Quand on pense que tous ces financiers, tous ces politiciens, chez nous comme ailleurs, ces journalistes et certains intellectuels qui sacrifient, au nom de ce même appétit, à la poursuite frénétique du gain et de ses appâts, ne réalisait pas combien, ce faisant, ils sont essentiellement immatures... « Une immaturité dangereuse, nous dit notre philosophe, en ce qu'elle est incapable de voir ce qui est en jeu : le désir, chez l'homme, d'un "pacte émotionnel" dans lequel la "qualité de vie" aurait sa place. »
Comme nous sommes loin, au Liban, de ce genre de réflexion qui devrait nous rappeler combien la société la plus matérialiste et la plus suiviste qu'est la nôtre a besoin de spirituel !
Et pourtant ! Nous nous proclamons orientaux et nous nous gargarisons de qualités inhérentes à notre race : le cœur avant la raison, par exemple. Le sentiment avant le calcul. Il est paradoxalement heureux, à ce propos, que le retard chronique pris par notre vie sociale par rapport au monde occidental nous ait encore laissé une marge de manœuvre dans le domaine de « l'insaisissable » à la base de la construction humaine. Nous croyons encore aux vertus de la vie familiale, de la convivialité, des échanges amicaux, bien que souvent superficiels et parfois hypocrites.
Mais « il ne sert de rien, face aux conséquences, de se contenter d'un humanisme de façade qui n'est qu'un humanisme sans entrailles », poursuit Maffesoli. Là est l'essence de la crise en question.
« Felix culpa », bienheureuse crise, qui nous vaudra la salvation, à condition de la considérer avec intelligence et humilité. En ce sens, je me réjouis des signaux alarmants que la crise mondiale nous envoie. L'autre soir, au cours d'une émission télévisée, je voyais défiler avec ahurissement le reportage imaginé de ce que serait notre monde pas plus loin que 2075.
Un monde exsangue, orphelin de ses ressources naturelles, usé jusqu'à la moelle, dans lequel on aurait arrêté et supprimé les véhicules traditionnels faute de pétrole. Un monde qui essaie, parce qu'il ne s'était pas repris à temps, de fonctionner à l'écologie, remplaçant les avions par des dirigeables hydrogénés, les voitures par des moyens de transport électriques et la pénurie d'eau par un rationnement draconien au milieu de catastrophes naturelles en tout genre : les glaciers des pôles qui s'effritent, les océans qui gonflent et submergent une partie des côtes un peu partout, la sécheresse qui sévit en Afrique et en décime les populations, les émigrations massives qui envahissent ce qui reste de l'Europe, sans parler des tempêtes et des inondations monstrueuses dont nous commençons, déjà, à voir les premiers échantillons.

######

Consigne A:
Dans l'extrait sur la crise, par quoi le monde imaginé de 2075 remplace-t-il les avions ?
Consigne B:
Reproduisez fidèlement le passage de l'extrait qui va de « Comme nous sommes » à « de spirituel ! ».

Enregistrements provenant d'une source de données:
######

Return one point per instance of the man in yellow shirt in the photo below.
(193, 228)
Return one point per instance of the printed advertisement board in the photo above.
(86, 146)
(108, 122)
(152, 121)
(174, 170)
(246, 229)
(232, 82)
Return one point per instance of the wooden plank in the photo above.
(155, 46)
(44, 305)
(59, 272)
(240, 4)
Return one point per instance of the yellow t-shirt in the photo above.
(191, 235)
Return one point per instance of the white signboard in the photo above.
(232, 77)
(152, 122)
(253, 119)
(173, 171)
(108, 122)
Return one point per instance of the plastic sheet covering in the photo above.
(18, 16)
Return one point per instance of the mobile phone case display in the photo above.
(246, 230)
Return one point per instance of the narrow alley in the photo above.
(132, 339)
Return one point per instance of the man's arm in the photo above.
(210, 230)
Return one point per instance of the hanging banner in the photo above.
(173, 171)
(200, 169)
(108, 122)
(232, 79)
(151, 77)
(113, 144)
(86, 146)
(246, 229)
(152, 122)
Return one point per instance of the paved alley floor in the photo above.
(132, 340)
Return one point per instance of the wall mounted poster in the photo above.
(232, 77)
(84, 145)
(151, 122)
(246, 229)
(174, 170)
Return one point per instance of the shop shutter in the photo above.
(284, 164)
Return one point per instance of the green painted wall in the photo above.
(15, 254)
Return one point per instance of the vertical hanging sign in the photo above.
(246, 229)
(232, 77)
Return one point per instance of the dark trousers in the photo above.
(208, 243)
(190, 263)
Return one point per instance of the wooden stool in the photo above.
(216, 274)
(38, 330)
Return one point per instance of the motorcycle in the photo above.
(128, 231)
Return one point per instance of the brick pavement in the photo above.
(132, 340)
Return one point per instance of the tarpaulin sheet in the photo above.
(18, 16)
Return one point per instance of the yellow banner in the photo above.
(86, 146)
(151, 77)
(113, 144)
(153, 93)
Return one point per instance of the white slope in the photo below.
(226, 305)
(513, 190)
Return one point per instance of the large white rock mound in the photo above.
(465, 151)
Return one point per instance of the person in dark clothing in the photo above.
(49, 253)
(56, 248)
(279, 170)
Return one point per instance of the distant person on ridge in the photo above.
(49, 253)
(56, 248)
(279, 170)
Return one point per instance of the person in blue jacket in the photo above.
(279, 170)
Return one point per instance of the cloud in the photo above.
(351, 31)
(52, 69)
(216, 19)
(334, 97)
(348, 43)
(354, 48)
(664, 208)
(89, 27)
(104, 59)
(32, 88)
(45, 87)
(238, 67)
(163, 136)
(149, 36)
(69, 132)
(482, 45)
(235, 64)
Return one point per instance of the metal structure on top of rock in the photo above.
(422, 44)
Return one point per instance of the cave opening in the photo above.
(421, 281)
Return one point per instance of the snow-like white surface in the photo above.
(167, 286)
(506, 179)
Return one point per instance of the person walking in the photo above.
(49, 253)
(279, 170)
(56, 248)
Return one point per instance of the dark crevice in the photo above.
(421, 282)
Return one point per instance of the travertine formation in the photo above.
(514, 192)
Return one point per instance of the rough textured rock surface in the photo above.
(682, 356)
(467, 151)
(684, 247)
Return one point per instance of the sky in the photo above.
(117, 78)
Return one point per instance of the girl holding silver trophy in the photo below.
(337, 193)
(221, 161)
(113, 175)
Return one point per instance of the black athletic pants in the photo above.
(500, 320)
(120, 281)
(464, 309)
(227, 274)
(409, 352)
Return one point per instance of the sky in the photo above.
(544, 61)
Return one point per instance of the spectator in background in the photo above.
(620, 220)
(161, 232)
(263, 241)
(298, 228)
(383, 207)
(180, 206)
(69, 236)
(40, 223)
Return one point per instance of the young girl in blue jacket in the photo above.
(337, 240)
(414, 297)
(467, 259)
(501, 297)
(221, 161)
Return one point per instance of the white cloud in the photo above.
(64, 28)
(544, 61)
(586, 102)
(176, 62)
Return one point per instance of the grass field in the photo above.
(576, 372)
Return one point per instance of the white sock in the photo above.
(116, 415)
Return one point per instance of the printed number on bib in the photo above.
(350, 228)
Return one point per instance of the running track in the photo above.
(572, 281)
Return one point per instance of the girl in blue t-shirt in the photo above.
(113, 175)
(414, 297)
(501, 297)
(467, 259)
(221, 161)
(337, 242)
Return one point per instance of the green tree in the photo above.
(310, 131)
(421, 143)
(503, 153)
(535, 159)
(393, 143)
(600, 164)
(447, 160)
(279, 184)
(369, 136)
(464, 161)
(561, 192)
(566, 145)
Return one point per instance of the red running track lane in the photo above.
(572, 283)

######

Réponse attendue A:
Par des dirigeables hydrogénés.

Réponse attendue B:
Comme nous sommes loin, au Liban, de ce genre de réflexion qui devrait nous rappeler combien la société la plus matérialiste et la plus suiviste qu'est la nôtre a besoin de spirituel !